_THE PROBLEM_: Your answer should be every line below that includes the word "instance".

[Collected data entries]

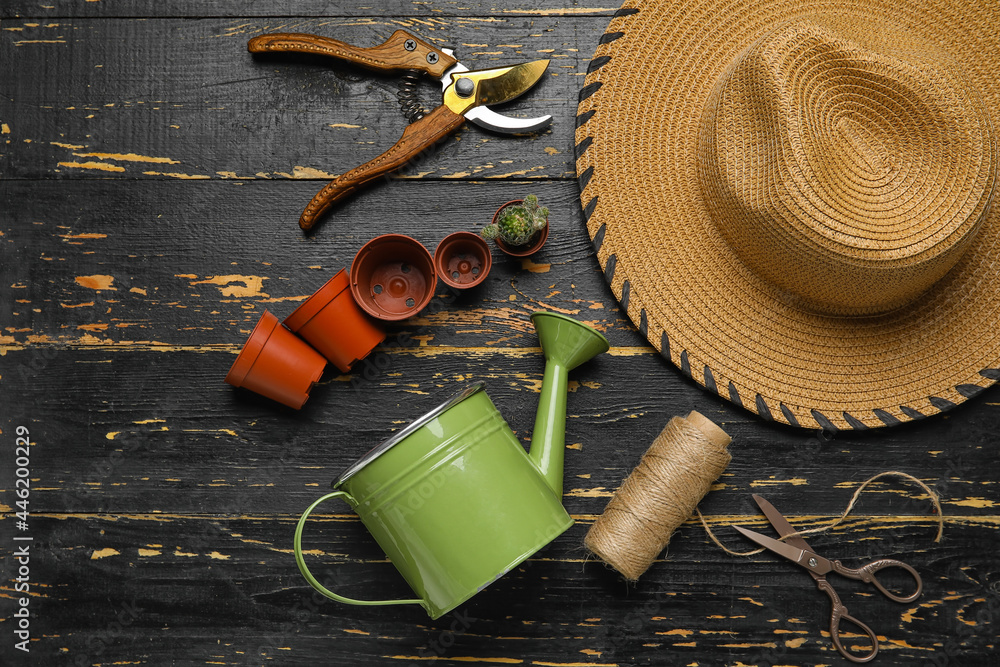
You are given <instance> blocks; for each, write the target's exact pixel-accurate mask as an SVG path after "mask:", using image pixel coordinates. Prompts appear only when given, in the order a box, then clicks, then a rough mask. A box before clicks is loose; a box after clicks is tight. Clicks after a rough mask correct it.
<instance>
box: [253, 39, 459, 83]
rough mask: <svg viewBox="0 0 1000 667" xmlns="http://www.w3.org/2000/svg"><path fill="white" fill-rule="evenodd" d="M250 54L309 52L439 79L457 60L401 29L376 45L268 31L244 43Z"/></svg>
mask: <svg viewBox="0 0 1000 667" xmlns="http://www.w3.org/2000/svg"><path fill="white" fill-rule="evenodd" d="M247 50H248V51H249V52H250V53H279V52H280V53H288V52H296V53H312V54H318V55H321V56H330V57H332V58H339V59H341V60H347V61H349V62H352V63H354V64H355V65H361V66H362V67H367V68H369V69H375V70H382V71H384V72H402V71H405V70H413V69H415V70H420V71H421V72H426V73H427V74H430V75H431V76H434V77H437V78H441V77H442V76H444V73H445V71H446V70H447V69H448V68H449V67H451V66H452V65H454V64H455V63H457V62H458V61H457V60H456V59H455V58H454V57H453V56H450V55H448V54H447V53H445V52H444V51H442V50H440V49H438V48H436V47H434V46H431V45H430V44H428V43H427V42H425V41H423V40H422V39H420V38H418V37H416V36H414V35H411V34H410V33H408V32H406V31H405V30H397V31H396V32H394V33H392V35H390V36H389V39H387V40H385V42H383V43H382V44H379V45H378V46H371V47H368V48H365V47H360V46H353V45H351V44H346V43H344V42H341V41H338V40H336V39H331V38H329V37H323V36H321V35H311V34H308V33H301V32H272V33H267V34H264V35H258V36H256V37H254V38H253V39H251V40H250V41H249V42H247Z"/></svg>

_EXERCISE RESPONSE_:
You are given <instance> blocks; for each, write the target's exact pixel-accurate mask as an SVG path after "mask:", using image pixel coordinates. Prompts appear only when given, in the order a box, then clicks, then a rough mask. A box before clicks is loose; a box after clicks is tight. Clicks after a rough mask correct it.
<instance>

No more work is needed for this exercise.